DATA FOR THE TASK:
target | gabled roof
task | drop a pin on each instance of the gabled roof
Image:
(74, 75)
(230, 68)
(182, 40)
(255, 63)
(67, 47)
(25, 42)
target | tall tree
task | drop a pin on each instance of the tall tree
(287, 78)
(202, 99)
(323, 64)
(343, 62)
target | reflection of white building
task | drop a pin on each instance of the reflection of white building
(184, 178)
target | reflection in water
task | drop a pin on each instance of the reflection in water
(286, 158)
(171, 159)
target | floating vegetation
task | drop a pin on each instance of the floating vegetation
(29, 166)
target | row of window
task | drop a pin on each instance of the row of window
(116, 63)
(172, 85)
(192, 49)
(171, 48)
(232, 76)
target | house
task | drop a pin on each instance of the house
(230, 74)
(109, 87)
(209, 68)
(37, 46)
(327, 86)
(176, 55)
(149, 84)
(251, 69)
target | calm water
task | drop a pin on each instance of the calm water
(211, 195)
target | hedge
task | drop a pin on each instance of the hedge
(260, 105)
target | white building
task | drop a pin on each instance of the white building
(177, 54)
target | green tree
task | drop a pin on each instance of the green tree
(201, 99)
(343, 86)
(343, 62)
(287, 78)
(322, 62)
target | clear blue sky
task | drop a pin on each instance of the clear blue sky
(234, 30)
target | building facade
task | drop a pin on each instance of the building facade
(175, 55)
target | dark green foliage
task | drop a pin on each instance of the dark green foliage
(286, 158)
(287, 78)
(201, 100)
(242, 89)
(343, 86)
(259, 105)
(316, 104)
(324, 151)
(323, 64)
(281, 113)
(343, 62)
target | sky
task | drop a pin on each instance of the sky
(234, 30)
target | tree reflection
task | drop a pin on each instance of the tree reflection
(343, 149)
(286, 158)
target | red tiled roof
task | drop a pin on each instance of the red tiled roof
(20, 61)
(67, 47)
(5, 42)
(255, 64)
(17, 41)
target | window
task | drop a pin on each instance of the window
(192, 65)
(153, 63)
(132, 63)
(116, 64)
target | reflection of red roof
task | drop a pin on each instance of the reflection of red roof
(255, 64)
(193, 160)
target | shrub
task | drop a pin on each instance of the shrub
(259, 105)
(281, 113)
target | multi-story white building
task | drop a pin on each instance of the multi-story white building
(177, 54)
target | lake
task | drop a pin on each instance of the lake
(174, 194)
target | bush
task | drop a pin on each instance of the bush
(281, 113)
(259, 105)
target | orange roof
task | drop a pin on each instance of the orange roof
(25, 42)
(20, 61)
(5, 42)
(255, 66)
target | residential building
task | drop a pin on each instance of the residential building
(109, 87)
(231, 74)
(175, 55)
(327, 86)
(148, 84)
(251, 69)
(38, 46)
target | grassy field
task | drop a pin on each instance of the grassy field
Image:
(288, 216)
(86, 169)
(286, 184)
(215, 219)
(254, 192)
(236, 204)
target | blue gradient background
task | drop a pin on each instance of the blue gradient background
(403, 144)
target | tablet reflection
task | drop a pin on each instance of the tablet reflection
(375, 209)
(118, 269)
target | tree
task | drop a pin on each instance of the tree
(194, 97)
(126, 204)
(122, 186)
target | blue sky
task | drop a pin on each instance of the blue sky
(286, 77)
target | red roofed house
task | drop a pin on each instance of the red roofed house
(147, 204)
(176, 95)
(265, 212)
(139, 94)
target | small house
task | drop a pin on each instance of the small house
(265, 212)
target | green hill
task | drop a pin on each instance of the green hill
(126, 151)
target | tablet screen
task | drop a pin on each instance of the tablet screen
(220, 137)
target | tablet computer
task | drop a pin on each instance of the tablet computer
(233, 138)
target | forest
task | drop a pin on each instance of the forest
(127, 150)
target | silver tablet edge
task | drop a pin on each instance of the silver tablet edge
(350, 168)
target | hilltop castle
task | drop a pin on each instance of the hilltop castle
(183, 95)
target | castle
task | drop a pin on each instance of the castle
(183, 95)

REQUIRED TASK:
Reproduce, word for word, only the lines from the one that contains "target | tablet screen" through the final line.

CORRECT RESULT:
target | tablet screen
task | drop a pin on each instance of the tablet screen
(220, 137)
target | tablet computer
task | drop a pin on each instance of the tablet computer
(233, 138)
target | forest
task | drop a pin on each instance of the forest
(127, 150)
target | silver tablet edge
task | drop a pin on each instance of the silver tablet edge
(350, 168)
target | hilltop castle
task | drop a pin on each instance of the hilltop castle
(183, 95)
target | castle
task | drop a pin on each instance of the castle
(183, 95)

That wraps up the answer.